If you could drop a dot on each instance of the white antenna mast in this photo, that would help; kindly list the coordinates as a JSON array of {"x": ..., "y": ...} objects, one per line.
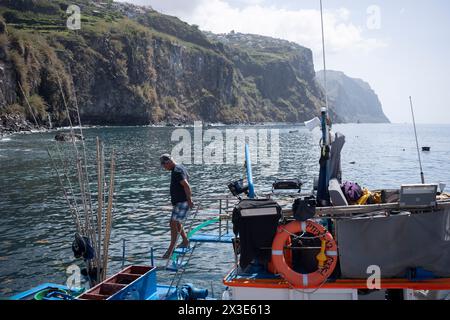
[
  {"x": 417, "y": 143},
  {"x": 324, "y": 60}
]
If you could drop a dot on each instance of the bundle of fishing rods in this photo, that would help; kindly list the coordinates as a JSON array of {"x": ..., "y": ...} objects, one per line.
[{"x": 92, "y": 217}]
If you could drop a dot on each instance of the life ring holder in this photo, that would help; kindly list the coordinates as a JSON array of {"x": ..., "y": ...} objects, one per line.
[{"x": 310, "y": 280}]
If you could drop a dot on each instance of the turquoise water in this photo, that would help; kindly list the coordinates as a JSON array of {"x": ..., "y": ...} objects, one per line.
[{"x": 36, "y": 229}]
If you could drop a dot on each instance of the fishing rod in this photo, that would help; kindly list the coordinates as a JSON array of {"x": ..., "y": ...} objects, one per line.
[
  {"x": 417, "y": 142},
  {"x": 322, "y": 190}
]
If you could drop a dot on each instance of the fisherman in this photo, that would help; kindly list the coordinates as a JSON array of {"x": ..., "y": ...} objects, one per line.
[{"x": 181, "y": 198}]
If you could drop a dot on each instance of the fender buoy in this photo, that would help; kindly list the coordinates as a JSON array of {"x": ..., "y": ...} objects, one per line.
[{"x": 282, "y": 267}]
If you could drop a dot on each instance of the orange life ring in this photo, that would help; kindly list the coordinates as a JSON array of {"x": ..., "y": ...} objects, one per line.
[{"x": 282, "y": 267}]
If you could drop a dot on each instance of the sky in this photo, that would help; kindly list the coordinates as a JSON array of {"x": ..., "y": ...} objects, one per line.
[{"x": 401, "y": 48}]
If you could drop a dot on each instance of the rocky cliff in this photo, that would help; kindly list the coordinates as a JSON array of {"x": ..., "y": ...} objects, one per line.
[
  {"x": 353, "y": 100},
  {"x": 132, "y": 65}
]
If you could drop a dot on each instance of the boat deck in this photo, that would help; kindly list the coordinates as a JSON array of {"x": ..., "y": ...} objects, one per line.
[{"x": 270, "y": 281}]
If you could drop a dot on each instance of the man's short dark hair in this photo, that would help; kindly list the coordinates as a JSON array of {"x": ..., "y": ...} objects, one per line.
[{"x": 165, "y": 158}]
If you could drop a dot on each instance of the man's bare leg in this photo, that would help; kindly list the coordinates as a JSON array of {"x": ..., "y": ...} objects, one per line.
[
  {"x": 185, "y": 242},
  {"x": 173, "y": 238}
]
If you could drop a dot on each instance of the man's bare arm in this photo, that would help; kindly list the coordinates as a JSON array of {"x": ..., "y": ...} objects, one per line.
[{"x": 188, "y": 191}]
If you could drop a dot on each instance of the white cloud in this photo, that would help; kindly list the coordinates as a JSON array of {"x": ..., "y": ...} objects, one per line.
[
  {"x": 258, "y": 17},
  {"x": 300, "y": 26}
]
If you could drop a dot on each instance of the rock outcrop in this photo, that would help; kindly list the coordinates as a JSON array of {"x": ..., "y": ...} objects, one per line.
[
  {"x": 131, "y": 65},
  {"x": 352, "y": 100}
]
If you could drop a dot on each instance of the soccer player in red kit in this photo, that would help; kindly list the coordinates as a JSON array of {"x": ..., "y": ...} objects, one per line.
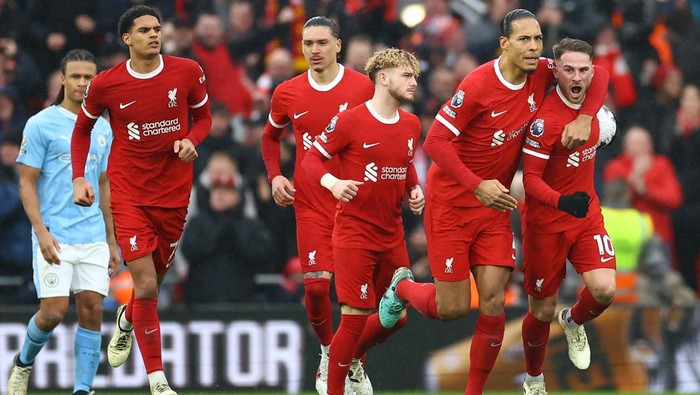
[
  {"x": 150, "y": 98},
  {"x": 562, "y": 219},
  {"x": 375, "y": 142},
  {"x": 475, "y": 143},
  {"x": 308, "y": 102}
]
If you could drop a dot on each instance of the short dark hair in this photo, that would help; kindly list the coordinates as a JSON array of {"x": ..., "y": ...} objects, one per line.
[
  {"x": 126, "y": 21},
  {"x": 74, "y": 55},
  {"x": 323, "y": 21},
  {"x": 572, "y": 45},
  {"x": 514, "y": 15}
]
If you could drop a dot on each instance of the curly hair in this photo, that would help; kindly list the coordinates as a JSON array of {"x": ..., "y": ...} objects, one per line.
[{"x": 389, "y": 58}]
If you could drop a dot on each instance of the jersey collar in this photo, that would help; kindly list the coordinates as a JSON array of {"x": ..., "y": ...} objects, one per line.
[{"x": 146, "y": 76}]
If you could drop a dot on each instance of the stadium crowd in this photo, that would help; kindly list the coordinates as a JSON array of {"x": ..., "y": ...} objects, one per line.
[{"x": 236, "y": 235}]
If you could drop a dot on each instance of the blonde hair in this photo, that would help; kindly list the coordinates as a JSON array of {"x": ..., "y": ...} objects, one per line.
[{"x": 388, "y": 58}]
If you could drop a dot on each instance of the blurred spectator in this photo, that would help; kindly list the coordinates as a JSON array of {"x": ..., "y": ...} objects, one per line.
[
  {"x": 357, "y": 51},
  {"x": 656, "y": 109},
  {"x": 609, "y": 56},
  {"x": 59, "y": 26},
  {"x": 111, "y": 54},
  {"x": 654, "y": 186},
  {"x": 220, "y": 138},
  {"x": 18, "y": 70},
  {"x": 227, "y": 80},
  {"x": 279, "y": 67},
  {"x": 685, "y": 154},
  {"x": 221, "y": 243},
  {"x": 431, "y": 35},
  {"x": 291, "y": 288},
  {"x": 11, "y": 118},
  {"x": 376, "y": 18},
  {"x": 11, "y": 20},
  {"x": 483, "y": 36},
  {"x": 180, "y": 43},
  {"x": 15, "y": 229},
  {"x": 248, "y": 39},
  {"x": 644, "y": 273},
  {"x": 464, "y": 64}
]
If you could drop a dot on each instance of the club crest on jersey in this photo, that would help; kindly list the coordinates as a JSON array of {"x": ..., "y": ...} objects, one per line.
[
  {"x": 331, "y": 125},
  {"x": 172, "y": 95},
  {"x": 537, "y": 127},
  {"x": 457, "y": 99}
]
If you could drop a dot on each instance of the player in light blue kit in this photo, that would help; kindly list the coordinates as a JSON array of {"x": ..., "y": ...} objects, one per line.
[{"x": 74, "y": 247}]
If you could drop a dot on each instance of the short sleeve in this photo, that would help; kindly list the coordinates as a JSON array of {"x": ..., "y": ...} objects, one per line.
[{"x": 33, "y": 148}]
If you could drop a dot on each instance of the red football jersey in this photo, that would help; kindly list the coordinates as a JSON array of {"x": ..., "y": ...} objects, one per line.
[
  {"x": 550, "y": 170},
  {"x": 309, "y": 107},
  {"x": 148, "y": 113},
  {"x": 488, "y": 117},
  {"x": 378, "y": 152}
]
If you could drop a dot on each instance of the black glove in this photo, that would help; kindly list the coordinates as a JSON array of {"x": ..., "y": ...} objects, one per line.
[{"x": 575, "y": 204}]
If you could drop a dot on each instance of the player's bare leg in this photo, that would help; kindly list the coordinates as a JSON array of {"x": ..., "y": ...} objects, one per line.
[
  {"x": 535, "y": 333},
  {"x": 146, "y": 322},
  {"x": 319, "y": 311}
]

..............................

◆ WORK REQUIRED
Images are to be excluded, and each record above written out word for word.

◆ SOLUTION FOR THIS EXERCISE
If you could drop a dot on each instance of the white antenna mast in this photo, that would help; kindly list the coordinates as a JSON array of {"x": ..., "y": ...} objects, one per line.
[
  {"x": 417, "y": 143},
  {"x": 324, "y": 60}
]
If you could drop a dot on each instance of the bundle of fishing rods in this photo, that would help; kindly list the coordinates as a JSON array of {"x": ..., "y": ...} objects, one per line.
[{"x": 92, "y": 217}]
If you could drop a dot on each instance of the life ring holder in this photo, that would help; kindly list the coordinates as a JSON array of {"x": ..., "y": ...} objects, one per line.
[{"x": 310, "y": 280}]
If you could drop a dot on each instance of the turquoise water in this photo, that would help; kindly list the coordinates as a JSON array of {"x": ..., "y": ...} objects, one per line.
[{"x": 36, "y": 229}]
If you could drop a dot on each instance of the fishing rod in this photo, that would help; kindly list the coordinates as a JSON array of {"x": ..., "y": ...} objects, one per line.
[
  {"x": 417, "y": 142},
  {"x": 322, "y": 190}
]
If you could drop a dot on each instance of the fisherman in this photo, that would help; kindly list the coordinates as a JSON array of {"x": ..., "y": ...} objects, one per line.
[{"x": 181, "y": 198}]
If you could drop a dot on each instance of the fender buoy in this photo, that would help; kindly list the coordinates as a JSON array of {"x": ..., "y": ...} objects, one per line.
[{"x": 282, "y": 267}]
If you could drop a dot on each instance of the orange life ring in this photo, that would help; kindly list the coordinates as a JSON array of {"x": ..., "y": ...} objects, one per line.
[{"x": 282, "y": 267}]
If you could drop a dot on each instance of the sky in this photo, that would help; kindly list the coordinates as a JSON array of {"x": ..., "y": ...} objects, one per line.
[{"x": 401, "y": 48}]
If you could drop a dot on each instance of the rocky cliff in this photo, that would help; kindly list the coordinates as a JSON array of {"x": ..., "y": ...} objects, one per line.
[
  {"x": 353, "y": 100},
  {"x": 132, "y": 65}
]
If you could drop a dot on each instance of the boat deck in this photo, that would help; kindly list the coordinates as a JSON array of {"x": ..., "y": ...} objects, one per line.
[{"x": 270, "y": 281}]
If you could drop a dot on each instance of the man's short dark hair in this photo, that would help; kindly list the coordinates as a JSON array of {"x": ..., "y": ...} objects, one per line.
[{"x": 165, "y": 158}]
If you could drop a dot on each instance of the man's bare leg in this photo, that would help; kindly list the coordinates as a JSON array of {"x": ..., "y": ...} objects, one per line.
[
  {"x": 185, "y": 242},
  {"x": 173, "y": 238}
]
If you could drop a dot on each instance of the man's bare arm in this photo, that would help; kindly list the coordinates as a JSON array of {"x": ..., "y": ...} objects, one per line.
[{"x": 188, "y": 191}]
If you could drop a dot on each instance of the white cloud in this photo, that would help; kindly list the coordinates as a JSON array of {"x": ..., "y": ...} objects, one per line.
[
  {"x": 258, "y": 17},
  {"x": 300, "y": 26}
]
If you could drop a dot on each instance of the rock outcrop in this photo, that would help; kindly list the coordinates as a JSON array of {"x": ..., "y": ...} objects, one per line.
[
  {"x": 131, "y": 65},
  {"x": 352, "y": 100}
]
If you could drop a dot on each instance of the soccer player in red kit in this photo, that would help; kindly list the coordinates as a JSON array of {"x": ..., "y": ...} objects, one per line.
[
  {"x": 150, "y": 98},
  {"x": 562, "y": 219},
  {"x": 375, "y": 142},
  {"x": 475, "y": 143},
  {"x": 308, "y": 102}
]
If you could drop a dot on each instance of the short dark hair in this photo, that would help; kindly list the coordinates as a JSON array of {"x": ..., "y": ...} objects, one per line.
[
  {"x": 126, "y": 21},
  {"x": 74, "y": 55},
  {"x": 323, "y": 21},
  {"x": 572, "y": 45},
  {"x": 514, "y": 15}
]
If you could drop a dot on each instance of the curly hair in this photo, that would help; kindly list the coordinates as a JSON array of {"x": ..., "y": ...} objects, one per line.
[{"x": 389, "y": 58}]
If you could drop a dot on each instance of the jersey collar in this photo, that would help; kindly list the coordinates as a JSON array of {"x": ..., "y": ...} objects, one per line.
[{"x": 146, "y": 76}]
If you could drop a dot on each instance of the stadium crowd in this photo, that would help; kindly list the coordinates as a JSON array of {"x": ..., "y": ...} objects, one per line.
[{"x": 236, "y": 235}]
If you could drop a dot on each instance of the blonde hair in this photo, that would help; kindly list the coordinates as a JSON array of {"x": ..., "y": ...} objects, one per line.
[{"x": 388, "y": 58}]
If you could drop a dot on each instance of the blurred spectator in this photo, that would help; kindly list the coordinates as a JSON array of {"x": ..., "y": ...} objects, one per line.
[
  {"x": 357, "y": 51},
  {"x": 656, "y": 109},
  {"x": 609, "y": 56},
  {"x": 59, "y": 26},
  {"x": 111, "y": 54},
  {"x": 654, "y": 186},
  {"x": 220, "y": 138},
  {"x": 18, "y": 70},
  {"x": 227, "y": 80},
  {"x": 279, "y": 67},
  {"x": 685, "y": 154},
  {"x": 221, "y": 243},
  {"x": 431, "y": 35},
  {"x": 291, "y": 288},
  {"x": 11, "y": 118},
  {"x": 376, "y": 18},
  {"x": 11, "y": 20},
  {"x": 483, "y": 36},
  {"x": 180, "y": 43},
  {"x": 15, "y": 229},
  {"x": 248, "y": 39},
  {"x": 644, "y": 273},
  {"x": 464, "y": 64}
]
If you could drop a dot on each instance of the club crest on jersey in this photo, that would help; kindly list the coordinates as a JSON array of {"x": ..., "y": ...} objects, one per line.
[
  {"x": 331, "y": 125},
  {"x": 172, "y": 95},
  {"x": 537, "y": 127},
  {"x": 457, "y": 99}
]
If you could drop a dot on each instance of the player in light blue kit in this photo, that would help; kindly list the coordinates as a JSON array of {"x": ..., "y": ...} objects, one per line.
[{"x": 74, "y": 247}]
If you could drop a dot on each instance of the short sleeve in this photo, that would help; kindly list the coordinates as a JSON array of {"x": ..., "y": ...} objects, one per line.
[{"x": 33, "y": 148}]
If you could drop a dot on each instance of the red football jersey in this photo, that would help; kindly list the coordinates as a JSON array of {"x": ..., "y": ...} objects, one per line.
[
  {"x": 550, "y": 170},
  {"x": 309, "y": 107},
  {"x": 148, "y": 113},
  {"x": 488, "y": 117},
  {"x": 378, "y": 152}
]
If you could drop a dot on each instance of the black glove in this photo, that would help; kindly list the coordinates as a JSON array of {"x": ..., "y": ...} objects, one per line.
[{"x": 575, "y": 204}]
If you could drop a dot on each instance of the player's bare leg in this photo, that would help; kindly list the coordinates as a JSON array of {"x": ..., "y": ...} objects, one per line.
[
  {"x": 535, "y": 333},
  {"x": 146, "y": 322},
  {"x": 319, "y": 311}
]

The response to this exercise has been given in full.